[Problem to work on] Rewrite the lines below with "tight boxes" replaced by "close-fitting boxes" and nothing else changed. Start at the line that contains "in yellow and" and continue through the final line.

--- Supplied data ---

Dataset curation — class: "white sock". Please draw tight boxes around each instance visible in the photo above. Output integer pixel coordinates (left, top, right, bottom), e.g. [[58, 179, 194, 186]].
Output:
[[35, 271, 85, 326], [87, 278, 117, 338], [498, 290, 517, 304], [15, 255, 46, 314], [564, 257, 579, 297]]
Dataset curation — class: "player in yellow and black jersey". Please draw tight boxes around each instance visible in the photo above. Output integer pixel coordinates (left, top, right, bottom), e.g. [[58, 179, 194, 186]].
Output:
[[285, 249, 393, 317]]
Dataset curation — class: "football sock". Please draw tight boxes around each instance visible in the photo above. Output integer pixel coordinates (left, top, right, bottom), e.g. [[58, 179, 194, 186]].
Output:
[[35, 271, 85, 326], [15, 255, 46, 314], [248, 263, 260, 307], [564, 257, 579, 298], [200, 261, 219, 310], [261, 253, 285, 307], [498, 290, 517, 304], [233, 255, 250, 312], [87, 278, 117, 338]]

---

[Solution for this problem]
Dataset curation — class: "player in yellow and black jersey". Please draw close-fitting boxes around each instance visible in the photo above. Output integer pixel coordinates (left, top, right, bottom), e.g. [[58, 179, 194, 186]].
Output:
[[285, 249, 393, 317]]
Dataset curation — class: "football sock". Please draw close-fitting boxes around each instance visible in the photo above. Output integer pixel coordinates (left, top, right, bottom), e.g. [[58, 179, 194, 186]].
Output:
[[35, 271, 85, 326], [15, 255, 46, 314], [248, 263, 260, 307], [564, 257, 579, 298], [200, 261, 219, 310], [261, 253, 285, 307], [498, 290, 517, 304], [233, 255, 250, 312], [87, 278, 117, 338]]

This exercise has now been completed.